*EXTRAIT CHOISI:*
_ _ _ _ _

Les chiffres apparaissent comme une vérité implacable, mais ils peuvent être aisément manipulés.
Les gouvernements en place l'ont compris, et ont à leur service une arme influente :
l'Insee. L'institut national de la statistique et des études économiques produit, trimestre après trimestre, des études volontairement optimistes, articulant les données dans le seul but de répondre aux conclusions prémâchées par le pouvoir politique. Il en est ainsi des derniers chiffres du chômage, qui aurait reculé de 0,2 point au second trimestre 2019 pour s'établir à 8,5% en France. La réalité est autrement plus glaciale et, elle aussi, implacable.
Guillaume Duval remet les faits à l'endroit.
Derrière les titres triomphants, « ce que nous disent les chiffres publiés [le 14 août] par l'Insee, c'est que la baisse du chômage intervenue depuis six mois, n'est pas le fruit d'une amélioration de la situation de l'emploi – au contraire le taux d'emploi des 15-64 ans a baissé au second trimestre 2019 – mais d'abord celui du recul des taux d'activité : la part de ceux qui ont ou cherchent un emploi a diminué en effet de 0,2 point depuis fin 2018 parmi les 15-64 ans, interrompant ainsi une tendance à la hausse quasi continue depuis 10 ans malgré la crise ».
Or, le taux de chômage au sens de l'Insee n'est autre que la différence entre le nombre de personnes ayant un emploi et le nombre de personnes dites actives.
« Ce recul généralisé des taux d'activité permet certes pour l’instant à la baisse du chômage de se poursuivre malgré la dégradation de l’emploi », poursuit l'éditorialiste d'Alternatives Économiques. « Mais il s’agit en réalité d’une mauvaise nouvelle pour le pays si ce recul devait se prolonger : il est en effet très difficile de ramener à l’emploi des personnes qui auront été durablement éloignées du marché du travail.
On fabrique donc ainsi de nombreux exclus, condamnés le plus souvent à une pauvreté durable et au recours à l’assistance. »
Les chiffres de l'Insee ne prennent donc pas en compte le nombre d'inscrits à Pôle Emploi. Ces derniers sont au nombre de 6.218.700 au second trimestre 2019 selon un rapport récemment publié par l'organisme lui-même... sans compter l'outre-mer.
Un chiffre en hausse, celui-là, alors que la chasse aux chômeurs s'accentue, avec la multiplication des contrôles, l'embauche massive d'agents dont la seule mission est de traquer l'absence d' « efforts », un phénomène qui a pour unique objectif de radier de Pôle Emploi un maximum d'inscrits. Notons que le nombre de sorties des catégories ABC pour radiations administratives oscille depuis des années, 40 000 et 50 000 par mois soit un total minimum de 240 000 radiations depuis le début de l'année. C'est une donnée qu'il faut prendre en compte pour une évaluation plus juste du nombre de privés d'emploi dans notre pays.
Qui peut croire que le chômage baisse vraiment, alors que les fermetures d'entreprises, y compris du secteur tertiaire (commerces, services...) prolifèrent ?
Le grand patronat, à la tête des multinationales, organise à l'échelle mondiale le transfert de la production de richesses depuis la France vers les pays où le travail lui « coûte » moins – entendez, où les salaires et avantages sociaux sont plus bas – et cela ne concerne plus seulement l'industrie.

_ _ _ _ _

*EXERCICE COURT A:*
Modifiez le passage de l'extrait sur les chiffres du chômage qui débute par les mots « Les chiffres apparaissent » et s'achève sur « faits à l'endroit. », en remplaçant « implacable » par « inflexible ».
*EXERCICE COURT B:*
Relevez, s'il vous plaît, chaque ligne des enregistrements qui contient la chaîne « sepal », en tenant compte de la casse.
L'extrait et les enregistrements n'ont aucun rapport entre eux.

(Enregistrements d'un jeu de données sur l'emplacement d'objets)
_ _ _ _ _

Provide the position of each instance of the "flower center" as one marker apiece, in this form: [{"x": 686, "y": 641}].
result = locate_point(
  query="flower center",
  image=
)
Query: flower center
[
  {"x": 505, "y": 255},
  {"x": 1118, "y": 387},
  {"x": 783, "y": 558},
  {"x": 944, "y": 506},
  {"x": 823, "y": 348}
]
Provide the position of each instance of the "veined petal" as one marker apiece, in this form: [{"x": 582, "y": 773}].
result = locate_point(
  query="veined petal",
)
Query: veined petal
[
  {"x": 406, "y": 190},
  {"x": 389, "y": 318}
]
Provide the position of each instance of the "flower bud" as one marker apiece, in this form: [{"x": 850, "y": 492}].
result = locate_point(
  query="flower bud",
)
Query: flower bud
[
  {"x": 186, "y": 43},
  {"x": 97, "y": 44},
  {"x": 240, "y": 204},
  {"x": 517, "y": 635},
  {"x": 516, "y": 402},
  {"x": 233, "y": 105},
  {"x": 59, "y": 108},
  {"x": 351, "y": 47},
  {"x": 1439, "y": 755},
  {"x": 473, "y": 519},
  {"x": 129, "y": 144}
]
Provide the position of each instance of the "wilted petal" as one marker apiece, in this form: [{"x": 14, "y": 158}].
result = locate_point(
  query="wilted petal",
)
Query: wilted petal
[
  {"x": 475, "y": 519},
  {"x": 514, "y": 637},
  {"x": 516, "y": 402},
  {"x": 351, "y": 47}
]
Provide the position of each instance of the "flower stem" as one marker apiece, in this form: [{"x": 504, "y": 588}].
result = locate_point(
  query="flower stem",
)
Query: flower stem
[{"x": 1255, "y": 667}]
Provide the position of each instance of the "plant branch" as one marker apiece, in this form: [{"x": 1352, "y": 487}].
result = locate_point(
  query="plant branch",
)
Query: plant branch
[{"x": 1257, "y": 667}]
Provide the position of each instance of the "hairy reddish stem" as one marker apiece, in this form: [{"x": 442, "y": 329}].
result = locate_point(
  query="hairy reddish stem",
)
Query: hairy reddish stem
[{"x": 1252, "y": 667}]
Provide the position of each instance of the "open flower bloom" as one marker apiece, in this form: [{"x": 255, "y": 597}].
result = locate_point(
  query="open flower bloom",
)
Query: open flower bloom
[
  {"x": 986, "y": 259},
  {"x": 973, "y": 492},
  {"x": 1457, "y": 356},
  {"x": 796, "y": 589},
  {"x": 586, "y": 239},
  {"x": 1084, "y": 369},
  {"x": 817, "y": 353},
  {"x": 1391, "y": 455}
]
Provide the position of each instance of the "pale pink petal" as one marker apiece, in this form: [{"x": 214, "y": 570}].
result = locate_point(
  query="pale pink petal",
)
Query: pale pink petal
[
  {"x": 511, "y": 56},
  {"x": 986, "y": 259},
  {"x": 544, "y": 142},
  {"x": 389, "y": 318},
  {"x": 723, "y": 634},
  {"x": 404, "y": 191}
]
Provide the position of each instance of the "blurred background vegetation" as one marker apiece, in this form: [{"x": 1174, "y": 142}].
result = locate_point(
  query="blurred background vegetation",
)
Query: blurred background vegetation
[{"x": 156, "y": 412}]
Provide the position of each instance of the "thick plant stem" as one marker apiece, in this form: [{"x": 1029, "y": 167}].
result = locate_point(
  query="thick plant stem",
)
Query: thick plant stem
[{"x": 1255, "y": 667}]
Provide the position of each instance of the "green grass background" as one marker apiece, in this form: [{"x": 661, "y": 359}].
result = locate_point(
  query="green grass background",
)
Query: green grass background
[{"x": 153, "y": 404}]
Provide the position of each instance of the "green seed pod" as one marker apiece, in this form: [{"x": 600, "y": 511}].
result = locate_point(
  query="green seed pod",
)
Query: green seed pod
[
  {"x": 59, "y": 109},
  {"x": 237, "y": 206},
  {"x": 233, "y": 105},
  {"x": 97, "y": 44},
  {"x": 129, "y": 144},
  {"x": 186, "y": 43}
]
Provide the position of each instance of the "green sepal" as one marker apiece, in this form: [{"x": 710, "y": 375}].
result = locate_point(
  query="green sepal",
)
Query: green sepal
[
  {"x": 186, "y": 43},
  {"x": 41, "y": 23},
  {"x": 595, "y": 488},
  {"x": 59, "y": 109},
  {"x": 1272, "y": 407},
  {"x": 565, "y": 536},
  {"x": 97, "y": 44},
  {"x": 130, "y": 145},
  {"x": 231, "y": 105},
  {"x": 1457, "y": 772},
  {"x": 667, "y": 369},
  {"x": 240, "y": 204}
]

_ _ _ _ _

*RÉPONSE ATTENDUE A:*
Les chiffres apparaissent comme une vérité inflexible, mais ils peuvent être aisément manipulés.
Les gouvernements en place l'ont compris, et ont à leur service une arme influente :
l'Insee. L'institut national de la statistique et des études économiques produit, trimestre après trimestre, des études volontairement optimistes, articulant les données dans le seul but de répondre aux conclusions prémâchées par le pouvoir politique. Il en est ainsi des derniers chiffres du chômage, qui aurait reculé de 0,2 point au second trimestre 2019 pour s'établir à 8,5% en France. La réalité est autrement plus glaciale et, elle aussi, inflexible.
Guillaume Duval remet les faits à l'endroit.

*RÉPONSE ATTENDUE B:*
Provide the position of each instance of the "green sepal" as one marker apiece, in this form: [{"x": 710, "y": 375}].
  query="green sepal",
Query: green sepal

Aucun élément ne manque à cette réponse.